## Set problem
Would you retype all of these records exactly?

___ Dataset rows

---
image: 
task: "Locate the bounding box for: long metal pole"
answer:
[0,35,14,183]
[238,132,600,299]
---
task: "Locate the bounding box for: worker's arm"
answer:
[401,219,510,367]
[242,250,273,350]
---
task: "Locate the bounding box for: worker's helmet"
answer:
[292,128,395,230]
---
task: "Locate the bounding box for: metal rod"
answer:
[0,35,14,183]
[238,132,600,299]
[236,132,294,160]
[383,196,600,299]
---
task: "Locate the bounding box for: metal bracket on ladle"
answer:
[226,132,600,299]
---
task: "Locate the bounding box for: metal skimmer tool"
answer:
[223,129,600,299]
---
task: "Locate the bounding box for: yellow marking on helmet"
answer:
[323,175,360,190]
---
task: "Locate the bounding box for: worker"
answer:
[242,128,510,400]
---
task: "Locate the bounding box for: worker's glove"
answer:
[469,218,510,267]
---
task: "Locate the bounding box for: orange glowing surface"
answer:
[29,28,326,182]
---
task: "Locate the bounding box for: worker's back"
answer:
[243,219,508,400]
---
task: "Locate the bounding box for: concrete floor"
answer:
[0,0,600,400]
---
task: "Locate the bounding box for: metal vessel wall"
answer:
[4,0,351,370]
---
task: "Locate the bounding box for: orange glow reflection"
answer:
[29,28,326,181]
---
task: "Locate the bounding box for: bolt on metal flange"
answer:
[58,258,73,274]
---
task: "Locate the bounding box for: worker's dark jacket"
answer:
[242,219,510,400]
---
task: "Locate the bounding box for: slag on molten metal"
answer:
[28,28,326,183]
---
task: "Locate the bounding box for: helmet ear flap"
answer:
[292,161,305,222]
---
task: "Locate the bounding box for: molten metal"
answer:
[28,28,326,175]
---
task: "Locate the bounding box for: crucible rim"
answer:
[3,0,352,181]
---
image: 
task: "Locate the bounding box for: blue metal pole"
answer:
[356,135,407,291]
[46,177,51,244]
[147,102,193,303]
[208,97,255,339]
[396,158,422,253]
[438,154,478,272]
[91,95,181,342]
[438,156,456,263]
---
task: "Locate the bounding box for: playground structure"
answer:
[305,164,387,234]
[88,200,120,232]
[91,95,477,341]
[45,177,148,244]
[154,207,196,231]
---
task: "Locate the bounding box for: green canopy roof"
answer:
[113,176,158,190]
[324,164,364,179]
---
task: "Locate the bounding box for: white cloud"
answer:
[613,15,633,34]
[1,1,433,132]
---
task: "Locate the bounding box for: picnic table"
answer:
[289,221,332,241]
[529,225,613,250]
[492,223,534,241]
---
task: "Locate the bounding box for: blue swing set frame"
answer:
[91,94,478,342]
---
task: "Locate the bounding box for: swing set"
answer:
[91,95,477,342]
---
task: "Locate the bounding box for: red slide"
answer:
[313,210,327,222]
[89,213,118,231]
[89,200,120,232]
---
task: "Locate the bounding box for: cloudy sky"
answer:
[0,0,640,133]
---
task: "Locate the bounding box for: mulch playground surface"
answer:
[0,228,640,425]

______

## Exercise response
---
image: 
task: "Locate the bounding box for: long metal pole"
answer:
[0,35,14,183]
[238,132,600,299]
---
task: "Locate the bounding box for: worker's arm"
answer:
[401,219,510,367]
[242,250,273,350]
---
task: "Locate the bounding box for: worker's helmet"
answer:
[292,128,395,230]
---
task: "Locate the bounding box for: metal rod"
answer:
[0,35,14,183]
[238,132,600,299]
[236,132,294,160]
[383,196,600,299]
---
task: "Locate the bounding box for: metal bracket on ladle"
answer:
[226,132,600,299]
---
task: "Locate the bounding box for: metal skimmer tool"
answer:
[223,129,600,299]
---
task: "Locate the bounding box for: yellow marking on helmet"
answer:
[323,175,360,190]
---
task: "Locate the bounding box for: worker"
answer:
[242,128,510,400]
---
task: "Locate the bounding box for: worker's glove"
answer:
[469,218,510,267]
---
task: "Locate the bounding box for: orange glowing surface"
answer:
[29,28,326,182]
---
task: "Locate the bounding box for: worker's back"
answer:
[243,219,508,400]
---
task: "Locate the bounding box for: concrete floor"
answer:
[0,0,600,400]
---
task: "Locate the bounding box for: metal vessel wall"
answer:
[4,0,351,370]
---
task: "Locate the bounding box for: orange glow reflection"
answer:
[29,28,326,181]
---
task: "Locate the bounding box for: bolt on metal flange"
answer:
[58,258,73,274]
---
task: "Locate the bounding box for: worker's dark jacket"
answer:
[242,219,510,400]
---
task: "Locate the bounding box for: slag on molten metal"
answer:
[28,28,326,183]
---
task: "Locate the bounding box for: helmet ear flap"
answer:
[292,161,305,222]
---
task: "Locate the bounding box for: molten metal"
answer:
[28,28,326,175]
---
task: "Locate the bounding box for: crucible rim"
answer:
[3,0,352,181]
---
image: 
task: "Locate the bounding box for: blue metal pole"
answer:
[356,135,407,291]
[46,177,51,244]
[147,102,193,303]
[208,97,255,339]
[396,158,422,253]
[438,154,478,272]
[91,95,181,342]
[438,156,456,263]
---
task: "Locate the bounding box for: playground structure"
answer:
[305,164,387,234]
[88,200,120,232]
[91,95,477,341]
[45,177,148,244]
[154,207,196,231]
---
task: "Locate the bounding box for: green canopy roof"
answer:
[113,176,158,190]
[324,164,364,179]
---
task: "Locate the bounding box for: white cloud"
answer:
[613,15,633,34]
[1,1,433,132]
---
task: "Locate the bounding box for: picnic table"
answer:
[289,221,332,241]
[529,225,613,250]
[492,223,534,241]
---
task: "Locate the bounding box for: blue swing set frame"
answer:
[91,94,478,342]
---
task: "Locate the bounding box for: swing set"
answer:
[91,95,477,342]
---
task: "Locate the bounding box for: red slide"
answer:
[313,210,327,222]
[89,213,118,231]
[89,200,120,232]
---
task: "Locate the bounding box for: cloudy sky"
answer:
[0,0,640,133]
---
task: "Locate the bounding box for: mulch playground surface"
answer:
[0,228,640,425]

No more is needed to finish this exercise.